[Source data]

*** Block opens ***

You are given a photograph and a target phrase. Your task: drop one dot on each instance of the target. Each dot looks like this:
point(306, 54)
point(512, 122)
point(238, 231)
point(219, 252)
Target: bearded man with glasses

*** Block closes ***
*** Block opens ***

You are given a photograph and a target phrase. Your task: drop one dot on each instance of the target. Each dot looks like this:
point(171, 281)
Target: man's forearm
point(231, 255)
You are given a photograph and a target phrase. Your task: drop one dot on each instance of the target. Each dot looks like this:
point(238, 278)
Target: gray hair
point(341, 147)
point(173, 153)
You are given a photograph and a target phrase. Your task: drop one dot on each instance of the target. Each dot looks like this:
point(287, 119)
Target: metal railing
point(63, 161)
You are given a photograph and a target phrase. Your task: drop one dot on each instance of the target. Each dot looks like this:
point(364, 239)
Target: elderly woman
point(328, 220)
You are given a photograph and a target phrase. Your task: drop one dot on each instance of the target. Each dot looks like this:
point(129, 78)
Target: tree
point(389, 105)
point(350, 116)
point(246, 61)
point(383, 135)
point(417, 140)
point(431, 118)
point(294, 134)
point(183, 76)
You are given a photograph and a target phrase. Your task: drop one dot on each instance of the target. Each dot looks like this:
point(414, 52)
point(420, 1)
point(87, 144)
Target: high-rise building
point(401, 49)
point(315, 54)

*** Block closes ***

Retype the portion of the data above that starts on the line with "Target: gray hair" and finishes on the line with "point(129, 78)", including both of those lines.

## ANSWER BOX
Target: gray hair
point(341, 147)
point(173, 153)
You are given a photograph and a target phrase. Your task: drop one dot on each instance of the target. Each dot looks like this:
point(287, 119)
Target: metal railing
point(63, 161)
You are given a photograph and a target phrase. Your task: drop one dot on each instance of the target. Each dot looks like this:
point(364, 239)
Target: elderly woman
point(328, 220)
You are given a photograph and a target phrase. Your task: drop one dot on each instance of the target. Each dot looks like this:
point(129, 78)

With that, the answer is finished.